| GIVEN PROBLEM |
Express the lines from the one containing "of the patio" through the end of the records as a Markdown table with the columns Row and Line, giving each line its own numbered row and leaving out any blank lines.

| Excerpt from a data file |
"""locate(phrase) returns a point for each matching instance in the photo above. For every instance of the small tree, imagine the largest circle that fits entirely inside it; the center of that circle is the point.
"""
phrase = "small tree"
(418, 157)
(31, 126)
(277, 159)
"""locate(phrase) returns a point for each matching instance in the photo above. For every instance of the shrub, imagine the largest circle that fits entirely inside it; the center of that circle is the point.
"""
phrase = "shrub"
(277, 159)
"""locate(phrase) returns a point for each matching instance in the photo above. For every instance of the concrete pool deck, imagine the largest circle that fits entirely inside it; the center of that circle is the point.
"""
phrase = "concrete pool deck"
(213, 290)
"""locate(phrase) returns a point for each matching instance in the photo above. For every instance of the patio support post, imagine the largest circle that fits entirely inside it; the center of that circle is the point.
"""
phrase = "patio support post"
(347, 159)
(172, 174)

| RESPONSE TO THIS TASK |
| Row | Line |
|---|---|
| 1 | """locate(phrase) returns a point for each matching instance in the photo above. For every instance of the patio support post, imagine the largest circle that fits entirely inside it; the center of that circle is the point. |
| 2 | """ |
| 3 | phrase = "patio support post" |
| 4 | (347, 159) |
| 5 | (172, 174) |